[Named object pointing entries]
— Begin —
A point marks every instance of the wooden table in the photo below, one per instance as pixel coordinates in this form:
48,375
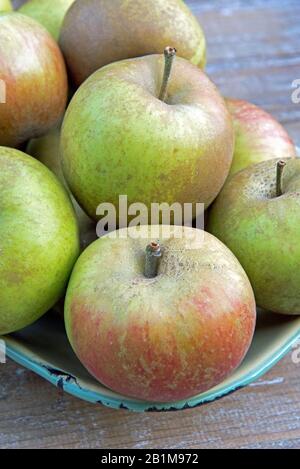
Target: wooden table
253,53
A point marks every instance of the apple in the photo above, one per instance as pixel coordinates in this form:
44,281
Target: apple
50,13
129,132
46,150
98,32
258,136
5,5
39,241
165,331
33,75
257,215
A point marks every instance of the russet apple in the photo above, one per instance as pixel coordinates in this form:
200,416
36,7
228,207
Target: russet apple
164,328
39,241
132,129
46,150
50,13
98,32
257,215
258,136
33,73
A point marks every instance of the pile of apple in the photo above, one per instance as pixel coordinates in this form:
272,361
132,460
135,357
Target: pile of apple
159,318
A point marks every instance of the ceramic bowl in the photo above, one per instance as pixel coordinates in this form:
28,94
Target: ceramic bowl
— End —
PROBLEM TO SOLVE: In the copy, include all records verbatim but no images.

SOLVED EXERCISE:
A point marks every instance of the wooden table in the photo below, one per instance as pixel coordinates in this form:
48,375
Target: wooden table
253,53
A point marks every instance of the apple in the photo above, one per instance as pixel coordinates in this form:
44,281
Target: apple
50,13
129,132
46,150
98,32
258,136
5,5
39,241
165,331
33,75
257,215
A point marks every instance of the russet apple in the photo above, one per instance as pixel coordinates in this form:
200,416
36,7
228,207
Target: russet apple
164,328
39,241
132,129
46,150
50,13
98,32
257,215
258,136
33,73
A point marks every instance of the pile of apple in the photo above, one per instance as pixel coordinates in this form:
272,361
132,460
135,357
Target: pile of apple
159,318
A point marks every instance of the ceramic bowl in the photo above, one per instance as pixel coordinates in this form:
28,94
Target: ceramic bowl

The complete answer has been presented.